**SET OF TASKS**
- 1) For each statement marked (a), (b), and (c), state whether it agrees with the piece on Zimbabwe's Anglicans. Answer yes or no, and quote the words of the piece that decide it. (a) Nolbert Kunonga won the 1997 election for Bishop of Harare. (b) Timothy Neill was a supporter of ZANU-PF. (c) A special synod removed Kunonga as bishop in January 2008.
- 2) Rewrite the part of the piece on Zimbabwe's Anglicans starting at "Mr Kunonga was" and ending at "his own man'.", putting "armed gang" in place of "armed militia".

**READING PASSAGE**
────────
Last week we reflected on the negative influence that improved global communication has had on the Anglican world, beginning with the transatlantic telegraph a century and a half ago. Since so much of the global Anglican news this week is about the fate of Anglicans in Zimbabwe, we thought it would be in order to reflect on the positive side.

Nolbert Kunonga
Nolbert Kunonga

In case you've not been following the story (most AO readers live more than 5000 km from Zimbabwe), we'll summarize. In 1997 the Diocese of Harare held an election for a bishop to replace Peter Hatendi upon his retirement. History has not recorded whether the election was fair, but we note that there were actually two candidates. One candidate was Nolbert Kunonga, described even by his friends as a 'rabid' supporter of Zimbabwe's ruling political party. The other candidate, Timothy Neill, was strongly opposed to the rule of that party (ZANU-PF) and Zimbabwe's president-for-life Robert Mugabe, about whom you have probably heard. As usually happens in countries run by dictators, the pro-government candidate won the election and Nolbert Kunonga became Bishop of Harare.

Mr Kunonga was removed as bishop in January 2008 by a special synod in the Province of Central Africa, but did not take it well. Within a month, Mr Kunonga took over the diocesan cathedral with an armed militia and set it up as his headquarters. That was the first salvo in what has turned into a 3-year terror campaign against the Anglican church there. This report in The New York Times is a good summary of the state of Zimbabwe's Anglican churches in May 2011. The Zimbabwean recently concluded that Mr Kunonga had stolen US$40 million worth of properties from the Province of Central Africa. The Zimbabwe Independent opined that 'Kunonga is a mere cog in the ZANU-PF wheel' and that he was clearly just doing the bidding of the ruling political party, that he was 'not his own man'.

Rowan Williams
Rowan Williams
Hundreds of churches have been seized, hundreds of thousands of churchgoers have been displaced, inconvenienced, or terrorized. Someday thousands of pages will be written in history books (history media?) describing this terrible time, but for now we're going to let those two paragraphs stand for all of the mayhem and state-approved violence in Zimbabwe during the last three years.
────────
Data lines:
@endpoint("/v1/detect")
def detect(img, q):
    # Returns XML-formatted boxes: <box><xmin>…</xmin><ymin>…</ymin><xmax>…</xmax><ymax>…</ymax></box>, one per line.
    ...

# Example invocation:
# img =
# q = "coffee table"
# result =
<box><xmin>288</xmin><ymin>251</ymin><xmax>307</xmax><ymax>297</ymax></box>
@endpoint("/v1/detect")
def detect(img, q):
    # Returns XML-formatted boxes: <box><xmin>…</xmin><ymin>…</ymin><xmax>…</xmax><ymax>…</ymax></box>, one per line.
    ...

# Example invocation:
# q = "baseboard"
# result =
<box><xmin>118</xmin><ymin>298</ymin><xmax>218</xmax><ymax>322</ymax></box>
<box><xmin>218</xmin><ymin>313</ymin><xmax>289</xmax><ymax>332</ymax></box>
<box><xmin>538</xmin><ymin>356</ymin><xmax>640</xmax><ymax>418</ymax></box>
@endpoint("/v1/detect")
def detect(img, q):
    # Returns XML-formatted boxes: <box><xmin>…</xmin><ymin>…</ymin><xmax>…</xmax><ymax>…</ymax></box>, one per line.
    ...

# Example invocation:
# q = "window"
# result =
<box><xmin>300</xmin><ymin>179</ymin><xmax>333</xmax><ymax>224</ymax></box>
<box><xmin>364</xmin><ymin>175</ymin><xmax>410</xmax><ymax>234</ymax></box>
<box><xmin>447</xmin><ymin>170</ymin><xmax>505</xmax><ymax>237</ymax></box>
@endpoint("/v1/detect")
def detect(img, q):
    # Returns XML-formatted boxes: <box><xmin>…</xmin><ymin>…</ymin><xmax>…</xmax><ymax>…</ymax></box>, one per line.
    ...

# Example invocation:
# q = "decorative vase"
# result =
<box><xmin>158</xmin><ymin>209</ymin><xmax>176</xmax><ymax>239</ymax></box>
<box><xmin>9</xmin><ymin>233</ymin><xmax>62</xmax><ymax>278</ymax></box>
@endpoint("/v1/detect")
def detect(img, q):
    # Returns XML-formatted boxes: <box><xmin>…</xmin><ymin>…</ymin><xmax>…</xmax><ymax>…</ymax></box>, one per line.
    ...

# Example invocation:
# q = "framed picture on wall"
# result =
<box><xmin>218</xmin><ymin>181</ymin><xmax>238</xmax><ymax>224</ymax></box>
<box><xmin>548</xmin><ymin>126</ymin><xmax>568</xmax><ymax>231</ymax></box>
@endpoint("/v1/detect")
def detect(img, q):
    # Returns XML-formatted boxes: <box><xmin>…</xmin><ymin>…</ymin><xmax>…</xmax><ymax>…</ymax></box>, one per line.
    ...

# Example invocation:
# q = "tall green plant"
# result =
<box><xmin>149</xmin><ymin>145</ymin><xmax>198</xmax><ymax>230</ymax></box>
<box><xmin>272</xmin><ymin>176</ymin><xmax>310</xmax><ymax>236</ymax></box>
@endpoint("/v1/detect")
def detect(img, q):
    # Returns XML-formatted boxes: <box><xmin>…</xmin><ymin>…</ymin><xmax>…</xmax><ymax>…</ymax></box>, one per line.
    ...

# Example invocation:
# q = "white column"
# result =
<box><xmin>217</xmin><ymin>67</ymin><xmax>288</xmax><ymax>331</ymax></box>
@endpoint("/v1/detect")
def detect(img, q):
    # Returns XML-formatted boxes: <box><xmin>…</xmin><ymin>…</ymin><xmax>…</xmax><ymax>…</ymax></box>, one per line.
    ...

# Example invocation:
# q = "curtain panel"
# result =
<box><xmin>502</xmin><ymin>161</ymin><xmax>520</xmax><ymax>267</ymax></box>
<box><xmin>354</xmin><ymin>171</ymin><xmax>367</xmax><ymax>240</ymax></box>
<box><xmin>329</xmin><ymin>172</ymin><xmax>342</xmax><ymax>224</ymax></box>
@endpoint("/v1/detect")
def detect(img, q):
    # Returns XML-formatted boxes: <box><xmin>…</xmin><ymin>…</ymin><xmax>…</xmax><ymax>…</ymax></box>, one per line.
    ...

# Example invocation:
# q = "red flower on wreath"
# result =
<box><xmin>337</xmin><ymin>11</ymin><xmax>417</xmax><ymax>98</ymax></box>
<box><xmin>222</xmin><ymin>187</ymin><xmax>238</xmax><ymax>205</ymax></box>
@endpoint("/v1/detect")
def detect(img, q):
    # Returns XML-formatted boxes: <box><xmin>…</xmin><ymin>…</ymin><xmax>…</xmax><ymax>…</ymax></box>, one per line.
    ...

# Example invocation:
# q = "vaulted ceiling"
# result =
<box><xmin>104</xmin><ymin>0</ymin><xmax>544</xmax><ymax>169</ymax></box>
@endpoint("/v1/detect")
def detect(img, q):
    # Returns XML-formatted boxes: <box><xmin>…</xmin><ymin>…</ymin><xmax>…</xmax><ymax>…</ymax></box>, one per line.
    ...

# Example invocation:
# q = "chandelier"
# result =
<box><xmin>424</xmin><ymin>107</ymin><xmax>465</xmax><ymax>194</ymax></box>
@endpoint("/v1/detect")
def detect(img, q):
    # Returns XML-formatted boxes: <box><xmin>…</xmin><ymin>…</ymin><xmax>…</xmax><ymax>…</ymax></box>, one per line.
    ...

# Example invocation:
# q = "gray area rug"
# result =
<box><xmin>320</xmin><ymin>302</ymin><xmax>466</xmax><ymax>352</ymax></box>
────────
**SOLUTIONS TO THE EXERCISE**
- 1)
(a) Yes: "the pro-government candidate won the election and Nolbert Kunonga became Bishop of Harare"
(b) No: "was strongly opposed to the rule of that party (ZANU-PF)"
(c) Yes: "Mr Kunonga was removed as bishop in January 2008 by a special synod in the Province of Central Africa"

- 2)
Mr Kunonga was removed as bishop in January 2008 by a special synod in the Province of Central Africa, but did not take it well. Within a month, Mr Kunonga took over the diocesan cathedral with an armed gang and set it up as his headquarters. That was the first salvo in what has turned into a 3-year terror campaign against the Anglican church there. This report in The New York Times is a good summary of the state of Zimbabwe's Anglican churches in May 2011. The Zimbabwean recently concluded that Mr Kunonga had stolen US$40 million worth of properties from the Province of Central Africa. The Zimbabwe Independent opined that 'Kunonga is a mere cog in the ZANU-PF wheel' and that he was clearly just doing the bidding of the ruling political party, that he was 'not his own man'.